▶ _Provided passage_
..............................
The report said there were no dedicated drug or alcohol residential services in nine counties, which have a combined population of more than half a million people. The findings of an expert group called for a huge expansion in the low level of dedicated services for substances users, including a fivefold increase in the number of hospital beds.
In total, it said 365 more beds were needed at hospital, community and rehabilitation levels to meet demand. It said that 79 beds were currently being used in general hospitals and psychiatric hospitals to treat alcoholics and drug addicts, costing about €12m each year. It said dedicated residential facilities would cost less and would free up much-needed beds in hospitals. The report also said these hospitals were not the right place to treat substance users. Overall, there is a poor distribution of services throughout the regions.
There are no dedicated residential stabilisation or detoxification beds [either residential community-based or hospital-based] outside of the Dublin area.
And, there are no dedicated drug or alcohol residential services in Cavan, Laois, Leitrim, Longford, Offaly, Roscommon, Sligo, Tipperary North or Westmeath, which have a combined population of over half a million people.”
The report of the HSE Working Group on Residential Treatment & Rehabilitation (Substance Users) carried out a detailed analysis of the level of provision and what was needed. It recommended:
- The number of dedicated hospital detox and stabilisation beds should increase from 23 to 127.
..............................
▶ _Extracted information_
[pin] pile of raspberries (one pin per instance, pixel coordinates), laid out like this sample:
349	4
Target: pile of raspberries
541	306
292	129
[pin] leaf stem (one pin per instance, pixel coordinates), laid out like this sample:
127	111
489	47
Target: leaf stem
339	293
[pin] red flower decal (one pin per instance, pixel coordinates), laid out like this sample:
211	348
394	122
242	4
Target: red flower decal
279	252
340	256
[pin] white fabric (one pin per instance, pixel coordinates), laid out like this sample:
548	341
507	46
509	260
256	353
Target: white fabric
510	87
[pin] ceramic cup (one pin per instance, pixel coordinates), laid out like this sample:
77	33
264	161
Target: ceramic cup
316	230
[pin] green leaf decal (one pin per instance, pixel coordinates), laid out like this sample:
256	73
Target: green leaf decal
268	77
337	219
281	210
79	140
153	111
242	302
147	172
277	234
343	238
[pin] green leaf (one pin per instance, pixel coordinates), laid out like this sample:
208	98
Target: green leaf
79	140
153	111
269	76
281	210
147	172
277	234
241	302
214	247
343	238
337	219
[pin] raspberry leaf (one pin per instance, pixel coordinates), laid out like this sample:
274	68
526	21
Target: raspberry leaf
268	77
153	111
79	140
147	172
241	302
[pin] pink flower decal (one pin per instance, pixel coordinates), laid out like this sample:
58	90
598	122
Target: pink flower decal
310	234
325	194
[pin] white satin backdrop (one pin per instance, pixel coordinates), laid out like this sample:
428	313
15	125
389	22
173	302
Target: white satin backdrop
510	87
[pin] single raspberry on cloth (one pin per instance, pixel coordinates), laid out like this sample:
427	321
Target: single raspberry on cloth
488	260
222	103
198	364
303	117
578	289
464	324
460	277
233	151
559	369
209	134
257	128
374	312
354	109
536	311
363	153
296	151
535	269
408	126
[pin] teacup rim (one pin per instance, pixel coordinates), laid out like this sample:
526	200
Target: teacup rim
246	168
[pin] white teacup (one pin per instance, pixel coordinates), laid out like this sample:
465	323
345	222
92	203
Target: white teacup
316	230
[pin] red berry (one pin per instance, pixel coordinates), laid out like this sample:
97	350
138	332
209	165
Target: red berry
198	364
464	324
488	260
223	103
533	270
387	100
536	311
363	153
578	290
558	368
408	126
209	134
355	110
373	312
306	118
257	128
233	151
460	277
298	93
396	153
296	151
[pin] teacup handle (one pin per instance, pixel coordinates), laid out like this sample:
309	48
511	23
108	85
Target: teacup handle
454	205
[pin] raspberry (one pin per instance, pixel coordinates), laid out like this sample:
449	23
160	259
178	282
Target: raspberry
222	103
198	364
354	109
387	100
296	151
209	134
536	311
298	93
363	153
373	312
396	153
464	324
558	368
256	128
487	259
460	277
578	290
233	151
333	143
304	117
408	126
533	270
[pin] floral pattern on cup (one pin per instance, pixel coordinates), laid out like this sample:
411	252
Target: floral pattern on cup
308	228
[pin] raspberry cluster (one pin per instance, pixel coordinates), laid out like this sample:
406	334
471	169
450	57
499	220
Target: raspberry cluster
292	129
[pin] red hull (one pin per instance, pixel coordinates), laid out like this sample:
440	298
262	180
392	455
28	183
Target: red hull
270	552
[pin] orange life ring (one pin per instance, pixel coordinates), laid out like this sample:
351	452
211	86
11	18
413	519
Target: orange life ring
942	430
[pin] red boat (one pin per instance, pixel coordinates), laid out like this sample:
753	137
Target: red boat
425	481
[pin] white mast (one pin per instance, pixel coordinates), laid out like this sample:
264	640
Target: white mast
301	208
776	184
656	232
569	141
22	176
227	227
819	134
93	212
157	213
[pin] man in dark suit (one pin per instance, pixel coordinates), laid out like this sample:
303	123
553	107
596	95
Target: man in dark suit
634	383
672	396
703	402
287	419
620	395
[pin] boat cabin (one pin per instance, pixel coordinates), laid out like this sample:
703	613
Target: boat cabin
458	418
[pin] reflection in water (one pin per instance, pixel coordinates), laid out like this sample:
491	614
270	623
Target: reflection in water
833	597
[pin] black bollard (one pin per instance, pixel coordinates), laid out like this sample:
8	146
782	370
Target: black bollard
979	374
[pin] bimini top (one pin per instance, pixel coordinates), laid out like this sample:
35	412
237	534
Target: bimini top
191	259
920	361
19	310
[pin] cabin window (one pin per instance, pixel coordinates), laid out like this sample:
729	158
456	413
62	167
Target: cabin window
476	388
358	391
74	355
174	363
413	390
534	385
..............................
▶ _Required action 1_
Answer these questions from the passage on drug and alcohol treatment services, one per line:
(a) How many more beds does the report say are needed in total at hospital, community and rehabilitation levels?
(b) What is the yearly cost of the beds now used in general and psychiatric hospitals to treat alcoholics and drug addicts?
(c) Dedicated hospital detox and stabilisation beds should rise from what number to what number?
▶ _Required action 2_
In the passage on drug and alcohol treatment services, rewrite the section starting at "There are no dedicated residential" and ending at "the Dublin area.", changing "Dublin area" to "capital".
▶ _Required action 3_
Continue the passage on drug and alcohol treatment services from its final sentence.

▶ _Expected answer 1_
(a) 365
(b) About €12m
(c) From 23 to 127

▶ _Expected answer 2_
There are no dedicated residential stabilisation or detoxification beds [either residential community-based or hospital-based] outside of the capital.

▶ _Expected answer 3_
- An expansion in residential rehabilitation beds, from 634 to 887.
- A rise in step down/halfway house beds from 155 to 296.
The working group noted that in addition to the shortfall of 365 beds, 66 beds currently in use for alcohol and drug problems in the psychiatric hospitals and units will no longer be available as a result of restructuring in the mental health service.
The group recommends that 50 inpatient unit beds for illicit drug users should be provided between the Dublin Mid-Leinster and the Dublin North East HSE areas. The remaining 13 beds should be divided between the HSE South and HSE West areas.
The group recommended that, where there is unused capacity at present in a service or unit because of staffing shortages, such capacity be brought on stream immediately by providing the necessary staff.
A separate government report, published last June, pledged to increase the number of hospital beds from 23 to 48, less than 40% of what the HSE report said was required.